▶ **Stated exercise**:
Show every line of the records that contains the string "window". Case counts.

-- START Records provided --

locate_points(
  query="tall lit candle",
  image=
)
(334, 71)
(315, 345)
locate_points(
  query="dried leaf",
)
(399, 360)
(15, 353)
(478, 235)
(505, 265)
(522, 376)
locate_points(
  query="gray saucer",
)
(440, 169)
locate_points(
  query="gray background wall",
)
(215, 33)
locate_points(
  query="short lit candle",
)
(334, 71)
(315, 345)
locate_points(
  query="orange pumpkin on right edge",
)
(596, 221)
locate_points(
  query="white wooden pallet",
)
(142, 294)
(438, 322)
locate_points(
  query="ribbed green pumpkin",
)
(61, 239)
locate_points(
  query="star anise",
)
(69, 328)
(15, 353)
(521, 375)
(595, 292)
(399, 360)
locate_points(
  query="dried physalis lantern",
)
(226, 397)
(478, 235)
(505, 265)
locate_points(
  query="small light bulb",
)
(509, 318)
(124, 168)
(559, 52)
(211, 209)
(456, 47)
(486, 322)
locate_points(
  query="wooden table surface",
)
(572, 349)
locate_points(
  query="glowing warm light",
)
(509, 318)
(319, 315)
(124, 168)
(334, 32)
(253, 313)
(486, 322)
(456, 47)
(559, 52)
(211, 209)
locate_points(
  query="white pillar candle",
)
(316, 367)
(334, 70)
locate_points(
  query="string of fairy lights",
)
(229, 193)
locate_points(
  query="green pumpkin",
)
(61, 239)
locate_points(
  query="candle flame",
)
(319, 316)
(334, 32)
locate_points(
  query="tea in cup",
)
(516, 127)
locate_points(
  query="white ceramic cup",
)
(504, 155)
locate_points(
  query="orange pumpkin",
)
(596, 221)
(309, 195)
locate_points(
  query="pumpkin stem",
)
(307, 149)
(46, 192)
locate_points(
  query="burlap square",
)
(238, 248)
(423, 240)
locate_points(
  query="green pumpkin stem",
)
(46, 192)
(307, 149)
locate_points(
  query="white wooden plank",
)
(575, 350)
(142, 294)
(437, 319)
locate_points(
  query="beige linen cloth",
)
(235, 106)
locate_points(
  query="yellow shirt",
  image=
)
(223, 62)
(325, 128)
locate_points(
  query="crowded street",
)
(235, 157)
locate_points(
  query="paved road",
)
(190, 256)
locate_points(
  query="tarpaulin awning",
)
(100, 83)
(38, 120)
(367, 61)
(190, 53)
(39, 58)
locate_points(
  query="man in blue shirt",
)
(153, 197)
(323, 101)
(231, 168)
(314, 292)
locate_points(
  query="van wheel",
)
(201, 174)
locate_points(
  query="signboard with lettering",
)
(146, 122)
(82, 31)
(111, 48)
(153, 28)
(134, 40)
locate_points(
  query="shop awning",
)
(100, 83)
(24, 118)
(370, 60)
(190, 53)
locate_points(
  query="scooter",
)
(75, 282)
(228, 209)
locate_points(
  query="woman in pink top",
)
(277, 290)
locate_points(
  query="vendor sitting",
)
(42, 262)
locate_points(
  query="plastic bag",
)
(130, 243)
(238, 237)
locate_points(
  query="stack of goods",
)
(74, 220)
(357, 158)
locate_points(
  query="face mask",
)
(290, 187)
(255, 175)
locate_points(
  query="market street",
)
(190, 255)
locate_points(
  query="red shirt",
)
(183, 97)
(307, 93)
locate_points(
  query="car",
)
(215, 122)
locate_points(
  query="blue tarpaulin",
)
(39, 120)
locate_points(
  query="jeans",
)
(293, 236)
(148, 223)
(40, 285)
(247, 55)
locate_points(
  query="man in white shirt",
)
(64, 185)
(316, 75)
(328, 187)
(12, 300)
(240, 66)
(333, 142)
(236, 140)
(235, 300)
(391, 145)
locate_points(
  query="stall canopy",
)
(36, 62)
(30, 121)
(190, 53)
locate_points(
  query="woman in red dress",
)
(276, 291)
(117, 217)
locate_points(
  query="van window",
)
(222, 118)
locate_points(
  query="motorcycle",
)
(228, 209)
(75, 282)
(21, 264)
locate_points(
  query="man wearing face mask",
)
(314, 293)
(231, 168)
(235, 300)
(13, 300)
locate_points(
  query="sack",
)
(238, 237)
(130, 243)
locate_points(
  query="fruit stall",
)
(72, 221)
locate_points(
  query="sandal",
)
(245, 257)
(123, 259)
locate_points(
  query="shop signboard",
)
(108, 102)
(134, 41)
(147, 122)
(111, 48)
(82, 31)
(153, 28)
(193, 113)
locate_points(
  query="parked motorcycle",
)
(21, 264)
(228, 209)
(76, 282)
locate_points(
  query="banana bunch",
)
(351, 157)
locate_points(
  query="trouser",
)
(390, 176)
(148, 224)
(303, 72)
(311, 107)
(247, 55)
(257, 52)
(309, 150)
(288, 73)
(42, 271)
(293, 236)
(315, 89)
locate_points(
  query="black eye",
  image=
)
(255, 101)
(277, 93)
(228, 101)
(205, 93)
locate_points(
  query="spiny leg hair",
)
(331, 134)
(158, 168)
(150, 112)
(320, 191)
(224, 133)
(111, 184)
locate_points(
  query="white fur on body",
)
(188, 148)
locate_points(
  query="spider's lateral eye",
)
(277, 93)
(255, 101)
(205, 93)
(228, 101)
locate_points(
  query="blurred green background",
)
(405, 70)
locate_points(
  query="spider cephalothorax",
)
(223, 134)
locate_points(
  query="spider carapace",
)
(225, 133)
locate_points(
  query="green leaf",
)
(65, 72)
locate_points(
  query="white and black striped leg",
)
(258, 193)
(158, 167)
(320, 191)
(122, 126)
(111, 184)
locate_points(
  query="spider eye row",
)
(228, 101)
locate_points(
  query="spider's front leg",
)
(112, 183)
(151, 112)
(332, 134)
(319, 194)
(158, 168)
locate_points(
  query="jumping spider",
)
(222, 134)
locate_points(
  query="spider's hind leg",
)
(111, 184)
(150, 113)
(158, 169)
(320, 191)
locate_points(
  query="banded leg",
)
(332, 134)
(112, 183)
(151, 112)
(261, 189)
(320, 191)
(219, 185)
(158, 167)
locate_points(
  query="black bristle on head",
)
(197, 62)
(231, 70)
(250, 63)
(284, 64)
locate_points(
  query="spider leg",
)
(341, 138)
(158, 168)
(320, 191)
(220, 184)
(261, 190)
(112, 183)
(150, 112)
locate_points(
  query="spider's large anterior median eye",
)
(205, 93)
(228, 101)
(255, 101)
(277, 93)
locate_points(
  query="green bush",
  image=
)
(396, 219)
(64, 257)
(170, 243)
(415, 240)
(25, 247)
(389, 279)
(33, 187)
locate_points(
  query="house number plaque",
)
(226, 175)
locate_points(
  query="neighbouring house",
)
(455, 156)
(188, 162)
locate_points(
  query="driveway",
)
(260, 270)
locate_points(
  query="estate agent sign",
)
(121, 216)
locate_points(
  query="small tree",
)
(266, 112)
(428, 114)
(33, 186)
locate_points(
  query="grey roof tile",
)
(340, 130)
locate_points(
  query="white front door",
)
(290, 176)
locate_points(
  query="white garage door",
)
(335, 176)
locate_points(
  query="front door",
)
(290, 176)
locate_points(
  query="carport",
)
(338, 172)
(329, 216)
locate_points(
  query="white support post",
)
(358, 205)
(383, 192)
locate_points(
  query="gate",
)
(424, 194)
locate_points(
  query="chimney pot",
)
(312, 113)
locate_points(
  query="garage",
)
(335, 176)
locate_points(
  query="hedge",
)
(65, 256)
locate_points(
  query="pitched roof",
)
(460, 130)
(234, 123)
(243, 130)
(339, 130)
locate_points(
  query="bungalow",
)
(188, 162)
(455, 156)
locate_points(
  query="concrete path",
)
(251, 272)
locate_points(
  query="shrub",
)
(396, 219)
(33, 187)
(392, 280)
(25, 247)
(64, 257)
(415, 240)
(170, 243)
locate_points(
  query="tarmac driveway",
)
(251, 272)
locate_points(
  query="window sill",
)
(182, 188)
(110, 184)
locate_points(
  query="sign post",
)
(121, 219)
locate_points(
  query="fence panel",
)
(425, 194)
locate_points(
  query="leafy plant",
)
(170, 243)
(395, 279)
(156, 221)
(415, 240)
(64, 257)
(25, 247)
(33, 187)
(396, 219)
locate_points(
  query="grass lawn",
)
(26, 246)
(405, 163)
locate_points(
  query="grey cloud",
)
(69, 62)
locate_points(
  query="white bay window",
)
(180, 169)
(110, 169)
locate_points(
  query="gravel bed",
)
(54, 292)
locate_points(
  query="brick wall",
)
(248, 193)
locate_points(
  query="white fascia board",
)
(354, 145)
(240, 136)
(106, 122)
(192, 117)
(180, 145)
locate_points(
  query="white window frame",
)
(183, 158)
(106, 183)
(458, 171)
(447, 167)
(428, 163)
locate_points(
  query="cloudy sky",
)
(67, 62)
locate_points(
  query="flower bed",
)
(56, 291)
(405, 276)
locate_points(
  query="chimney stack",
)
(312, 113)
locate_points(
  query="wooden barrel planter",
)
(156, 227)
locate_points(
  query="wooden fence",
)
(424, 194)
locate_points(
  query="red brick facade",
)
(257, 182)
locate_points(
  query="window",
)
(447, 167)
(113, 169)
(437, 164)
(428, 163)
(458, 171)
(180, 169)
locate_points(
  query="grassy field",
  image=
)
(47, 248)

-- END Records provided --
-- START Records provided --

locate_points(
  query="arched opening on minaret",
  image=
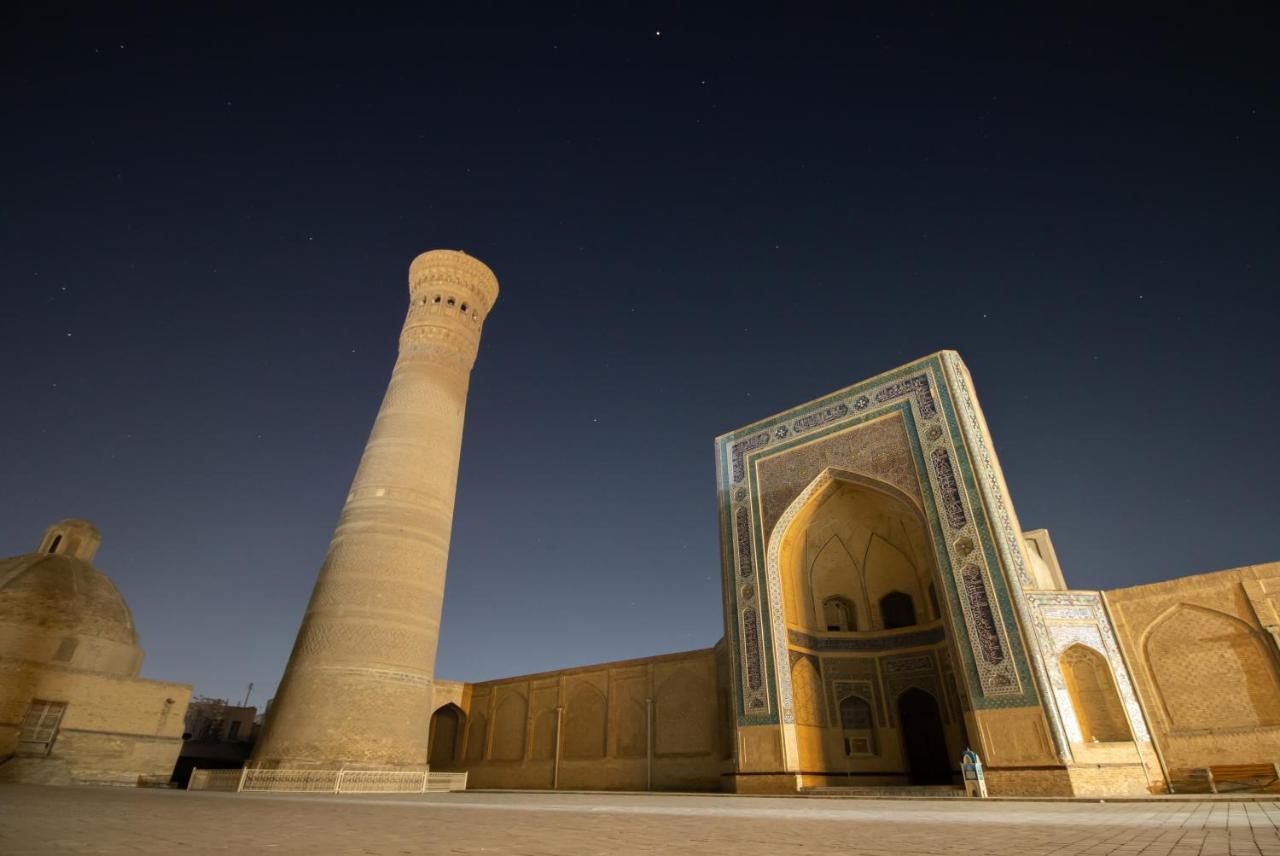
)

-- END Records provided --

▶ **Task solution**:
  query="van window",
  query="window sill",
  query="white bay window",
  query="white window frame",
  query="window",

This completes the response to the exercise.